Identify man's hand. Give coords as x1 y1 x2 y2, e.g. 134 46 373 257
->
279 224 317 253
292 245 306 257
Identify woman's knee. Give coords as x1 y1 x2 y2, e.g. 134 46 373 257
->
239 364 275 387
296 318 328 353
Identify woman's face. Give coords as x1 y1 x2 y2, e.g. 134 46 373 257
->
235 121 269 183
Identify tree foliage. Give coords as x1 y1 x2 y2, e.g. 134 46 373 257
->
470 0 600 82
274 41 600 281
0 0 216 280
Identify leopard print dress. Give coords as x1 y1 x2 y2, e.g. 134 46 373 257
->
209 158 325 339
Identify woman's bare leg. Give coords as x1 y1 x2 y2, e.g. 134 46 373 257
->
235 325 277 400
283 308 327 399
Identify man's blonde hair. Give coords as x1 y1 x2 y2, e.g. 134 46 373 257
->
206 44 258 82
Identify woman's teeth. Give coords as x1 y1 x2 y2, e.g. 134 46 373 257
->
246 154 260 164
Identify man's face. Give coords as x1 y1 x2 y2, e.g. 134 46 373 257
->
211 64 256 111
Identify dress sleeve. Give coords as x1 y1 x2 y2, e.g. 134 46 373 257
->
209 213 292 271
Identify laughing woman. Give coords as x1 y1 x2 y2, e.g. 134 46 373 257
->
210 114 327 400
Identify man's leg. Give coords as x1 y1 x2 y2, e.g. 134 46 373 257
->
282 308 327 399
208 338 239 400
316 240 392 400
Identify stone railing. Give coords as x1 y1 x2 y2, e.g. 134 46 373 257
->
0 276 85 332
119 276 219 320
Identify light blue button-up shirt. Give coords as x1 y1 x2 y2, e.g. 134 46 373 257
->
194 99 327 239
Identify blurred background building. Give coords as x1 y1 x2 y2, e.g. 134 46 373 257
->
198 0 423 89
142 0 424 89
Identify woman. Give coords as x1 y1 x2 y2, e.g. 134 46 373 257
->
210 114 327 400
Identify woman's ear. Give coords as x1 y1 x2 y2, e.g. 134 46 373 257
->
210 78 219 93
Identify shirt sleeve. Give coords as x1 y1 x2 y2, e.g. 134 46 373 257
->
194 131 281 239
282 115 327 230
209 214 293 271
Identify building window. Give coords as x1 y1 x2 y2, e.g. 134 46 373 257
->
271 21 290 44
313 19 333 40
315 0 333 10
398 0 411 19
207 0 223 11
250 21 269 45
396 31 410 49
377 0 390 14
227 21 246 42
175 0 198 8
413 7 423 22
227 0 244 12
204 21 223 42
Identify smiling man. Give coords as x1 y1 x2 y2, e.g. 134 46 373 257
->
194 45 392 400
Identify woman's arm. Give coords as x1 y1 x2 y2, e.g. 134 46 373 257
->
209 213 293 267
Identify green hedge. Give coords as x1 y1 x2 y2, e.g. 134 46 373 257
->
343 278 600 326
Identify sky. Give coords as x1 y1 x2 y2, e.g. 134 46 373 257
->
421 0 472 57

· · · · · · ·

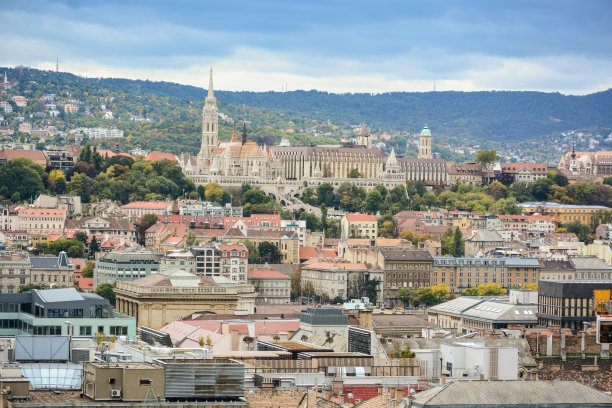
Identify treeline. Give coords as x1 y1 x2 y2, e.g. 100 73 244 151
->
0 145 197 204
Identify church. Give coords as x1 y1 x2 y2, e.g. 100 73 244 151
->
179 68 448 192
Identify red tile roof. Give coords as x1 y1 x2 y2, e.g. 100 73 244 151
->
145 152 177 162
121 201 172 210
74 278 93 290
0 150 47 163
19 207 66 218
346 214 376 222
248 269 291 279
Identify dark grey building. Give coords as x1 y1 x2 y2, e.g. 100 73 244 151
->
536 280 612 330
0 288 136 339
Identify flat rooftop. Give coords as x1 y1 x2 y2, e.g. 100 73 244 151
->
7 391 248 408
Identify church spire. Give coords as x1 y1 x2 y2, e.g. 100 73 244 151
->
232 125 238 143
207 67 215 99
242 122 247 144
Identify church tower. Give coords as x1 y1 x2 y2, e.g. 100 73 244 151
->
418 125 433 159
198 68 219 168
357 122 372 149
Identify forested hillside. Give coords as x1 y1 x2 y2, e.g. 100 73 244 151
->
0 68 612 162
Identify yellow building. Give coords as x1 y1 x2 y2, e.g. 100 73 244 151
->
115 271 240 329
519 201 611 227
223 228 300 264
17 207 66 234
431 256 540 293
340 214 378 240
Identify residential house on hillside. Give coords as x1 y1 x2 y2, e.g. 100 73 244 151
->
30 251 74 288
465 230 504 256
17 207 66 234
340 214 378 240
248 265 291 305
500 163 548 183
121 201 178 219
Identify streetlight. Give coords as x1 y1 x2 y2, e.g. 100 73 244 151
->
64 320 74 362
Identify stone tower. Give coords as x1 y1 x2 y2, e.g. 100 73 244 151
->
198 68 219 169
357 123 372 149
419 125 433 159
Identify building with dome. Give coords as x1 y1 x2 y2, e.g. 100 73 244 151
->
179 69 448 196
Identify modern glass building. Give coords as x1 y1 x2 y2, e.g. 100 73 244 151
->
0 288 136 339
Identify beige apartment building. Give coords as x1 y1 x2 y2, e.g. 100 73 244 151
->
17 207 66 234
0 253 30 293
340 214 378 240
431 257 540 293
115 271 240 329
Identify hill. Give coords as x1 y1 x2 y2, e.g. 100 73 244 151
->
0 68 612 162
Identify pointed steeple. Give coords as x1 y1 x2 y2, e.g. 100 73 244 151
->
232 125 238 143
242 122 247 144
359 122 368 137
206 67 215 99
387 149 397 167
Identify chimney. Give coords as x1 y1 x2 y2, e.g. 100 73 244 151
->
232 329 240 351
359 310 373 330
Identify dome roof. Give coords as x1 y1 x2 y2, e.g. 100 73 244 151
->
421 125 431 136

· · · · · · ·

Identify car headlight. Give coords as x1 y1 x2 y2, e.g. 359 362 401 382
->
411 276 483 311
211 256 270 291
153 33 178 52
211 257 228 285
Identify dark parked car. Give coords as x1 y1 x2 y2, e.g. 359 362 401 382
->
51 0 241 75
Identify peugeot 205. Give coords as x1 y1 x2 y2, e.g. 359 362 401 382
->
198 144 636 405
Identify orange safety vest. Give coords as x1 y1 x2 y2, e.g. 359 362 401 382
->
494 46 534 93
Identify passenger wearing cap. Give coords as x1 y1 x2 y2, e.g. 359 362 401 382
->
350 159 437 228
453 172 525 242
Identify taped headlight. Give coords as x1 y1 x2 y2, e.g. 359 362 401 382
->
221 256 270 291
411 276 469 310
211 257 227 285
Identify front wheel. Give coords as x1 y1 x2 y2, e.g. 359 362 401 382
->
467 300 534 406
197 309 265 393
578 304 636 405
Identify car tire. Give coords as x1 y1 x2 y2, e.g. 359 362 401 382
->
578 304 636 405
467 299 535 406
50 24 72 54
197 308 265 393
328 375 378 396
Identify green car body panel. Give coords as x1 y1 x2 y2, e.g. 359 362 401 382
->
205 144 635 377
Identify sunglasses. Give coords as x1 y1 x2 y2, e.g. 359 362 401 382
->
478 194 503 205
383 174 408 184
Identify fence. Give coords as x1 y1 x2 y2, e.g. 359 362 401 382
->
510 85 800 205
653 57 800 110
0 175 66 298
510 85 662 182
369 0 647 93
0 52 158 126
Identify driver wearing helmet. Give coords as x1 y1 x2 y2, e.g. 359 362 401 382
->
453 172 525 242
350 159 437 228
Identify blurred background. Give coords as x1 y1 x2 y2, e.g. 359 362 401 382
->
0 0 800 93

· · · · · · ·

» Aim
Scale the data from the line containing "Identify church spire." to the line containing "421 125 431 136", both included, and write out only those lines again, requests too, with every box coordinate in the answers multiplied by 2.15 and rounded to a whole number, halves rounded up. Keep the requests and their sample coordinates as they are.

» Task answer
Identify church spire. Give coords as x1 y1 x2 y2, e.g. 100 73 244 151
->
499 269 512 307
445 144 462 213
520 262 531 310
Identify church tower. Give coords as x1 y1 x2 y2, e.g. 100 73 244 151
->
899 269 931 342
426 146 471 361
768 262 800 320
Identify forested hillside. Give coords as x1 y1 x2 y2, e.g. 100 73 244 151
->
0 146 1316 348
Identify yellow building. Give coords as x1 y1 x2 y2, e.g. 100 73 244 151
->
247 583 516 707
1116 432 1314 488
479 490 645 568
37 445 142 503
927 550 1161 630
731 460 813 516
Identify residential house on hillside. Give coords as x1 y1 x2 y2, e.g. 100 73 244 151
->
65 540 159 619
1000 495 1084 550
37 445 142 503
731 460 813 516
533 570 626 656
1075 350 1178 393
260 432 383 471
Identify streetlight. Give coords as x1 y1 x2 y2, e.g. 100 73 244 151
->
138 688 159 778
Identify stone tower. Give coords as x1 y1 x2 y2, e.g. 100 73 244 151
->
426 146 471 363
768 264 800 320
901 269 931 342
Identify building with dome. Give coords as x1 y1 x2 y2, e.g. 100 73 244 151
->
385 148 963 421
Identify modern glass building. Give coords as x1 y1 x2 y2, e.g. 100 73 244 151
->
0 619 292 729
Identify beige apartment building. Give coords as x1 y1 x2 y2, e.g. 100 73 244 151
->
37 445 142 503
0 544 65 630
731 460 813 516
927 553 1161 630
247 583 516 707
Identify hill. Give coords as x1 y1 x2 y2, e.g. 100 73 244 151
->
0 146 1316 348
Identify pointed steeple. Give coords as x1 y1 x2 y2, e.g. 100 73 244 151
->
499 269 512 307
520 262 531 310
772 262 791 295
443 144 462 213
832 320 854 359
Identify chimney. Give coords as x1 y1 x2 y2, e.g. 100 73 244 151
->
499 707 516 755
772 667 802 710
Identify dome roof. Give coords as x1 y1 x2 y2, e.g. 100 73 244 151
->
905 269 927 292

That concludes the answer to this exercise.